> [Records excerpted from a collection]

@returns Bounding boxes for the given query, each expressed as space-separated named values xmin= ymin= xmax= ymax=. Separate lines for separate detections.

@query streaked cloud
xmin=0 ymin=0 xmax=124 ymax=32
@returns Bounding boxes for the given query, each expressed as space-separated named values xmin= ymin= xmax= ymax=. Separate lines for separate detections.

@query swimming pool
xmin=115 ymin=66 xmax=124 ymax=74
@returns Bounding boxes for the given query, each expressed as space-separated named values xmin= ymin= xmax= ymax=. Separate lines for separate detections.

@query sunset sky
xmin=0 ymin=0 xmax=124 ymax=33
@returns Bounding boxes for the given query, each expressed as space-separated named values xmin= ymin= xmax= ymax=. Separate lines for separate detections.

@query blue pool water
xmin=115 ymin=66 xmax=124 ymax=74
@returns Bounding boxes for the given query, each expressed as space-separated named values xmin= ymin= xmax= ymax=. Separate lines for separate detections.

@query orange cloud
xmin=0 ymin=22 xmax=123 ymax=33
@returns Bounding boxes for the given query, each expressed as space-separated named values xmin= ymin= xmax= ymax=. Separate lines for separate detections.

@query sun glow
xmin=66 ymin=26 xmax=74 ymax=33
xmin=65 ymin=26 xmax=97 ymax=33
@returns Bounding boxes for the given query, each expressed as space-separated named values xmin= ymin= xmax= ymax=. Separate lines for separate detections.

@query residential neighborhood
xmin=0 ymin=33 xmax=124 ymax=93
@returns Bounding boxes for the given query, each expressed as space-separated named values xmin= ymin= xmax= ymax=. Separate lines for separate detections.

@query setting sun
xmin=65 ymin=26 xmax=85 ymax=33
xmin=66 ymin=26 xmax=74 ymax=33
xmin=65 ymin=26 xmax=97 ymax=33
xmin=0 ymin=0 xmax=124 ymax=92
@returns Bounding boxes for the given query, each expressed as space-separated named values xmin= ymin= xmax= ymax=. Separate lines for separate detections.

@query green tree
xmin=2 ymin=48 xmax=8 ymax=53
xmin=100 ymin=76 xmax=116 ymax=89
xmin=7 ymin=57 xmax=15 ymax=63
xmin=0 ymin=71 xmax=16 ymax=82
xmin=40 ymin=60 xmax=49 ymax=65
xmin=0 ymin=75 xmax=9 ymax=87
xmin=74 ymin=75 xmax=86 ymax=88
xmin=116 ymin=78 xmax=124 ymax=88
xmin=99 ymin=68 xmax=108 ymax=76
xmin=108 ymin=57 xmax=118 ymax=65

> [WORK TO BE COMPLETED]
Each of the records is to be repeated word for word.

> [SOLUTION]
@returns Bounding boxes for the given query, each expressed as space-separated named values xmin= ymin= xmax= ymax=. Separate lines for separate detections.

@query streaked cloud
xmin=0 ymin=0 xmax=124 ymax=32
@returns Bounding boxes for the given query, each expressed as space-separated named values xmin= ymin= xmax= ymax=. Separate lines for separate detections.

@query swimming pool
xmin=115 ymin=66 xmax=124 ymax=74
@returns Bounding boxes for the given query, each expressed as space-separated named values xmin= ymin= xmax= ymax=. Separate lines for separate detections.

@query sunset sky
xmin=0 ymin=0 xmax=124 ymax=33
@returns Bounding boxes for the given query, each expressed as space-separated named values xmin= ymin= xmax= ymax=. Separate lines for separate detections.

@query blue pool water
xmin=115 ymin=66 xmax=124 ymax=74
@returns Bounding boxes for the given query, each expressed as space-separated named values xmin= ymin= xmax= ymax=. Separate lines for separate detections.

@query orange cloud
xmin=0 ymin=22 xmax=123 ymax=33
@returns Bounding boxes for the given query, each expressed as space-separated named values xmin= ymin= xmax= ymax=. Separate lines for separate detections.

@query sun glow
xmin=66 ymin=26 xmax=74 ymax=33
xmin=65 ymin=26 xmax=97 ymax=33
@returns Bounding boxes for the given query, each expressed as space-separated named values xmin= ymin= xmax= ymax=. Separate lines for separate detections.

@query residential neighborhood
xmin=0 ymin=33 xmax=124 ymax=93
@returns Bounding boxes for the given query, each expressed as space-separated named values xmin= ymin= xmax= ymax=. Separate lines for separate detections.

@query setting sun
xmin=65 ymin=26 xmax=85 ymax=33
xmin=66 ymin=26 xmax=74 ymax=33
xmin=65 ymin=26 xmax=97 ymax=33
xmin=0 ymin=0 xmax=124 ymax=92
@returns Bounding boxes for the given query, each expressed as space-separated named values xmin= ymin= xmax= ymax=. Separate lines for separate detections.

@query green tree
xmin=2 ymin=48 xmax=8 ymax=53
xmin=100 ymin=76 xmax=116 ymax=89
xmin=7 ymin=57 xmax=15 ymax=63
xmin=0 ymin=71 xmax=16 ymax=82
xmin=40 ymin=60 xmax=49 ymax=65
xmin=0 ymin=75 xmax=9 ymax=87
xmin=74 ymin=75 xmax=86 ymax=88
xmin=116 ymin=78 xmax=124 ymax=88
xmin=99 ymin=68 xmax=108 ymax=76
xmin=108 ymin=57 xmax=118 ymax=65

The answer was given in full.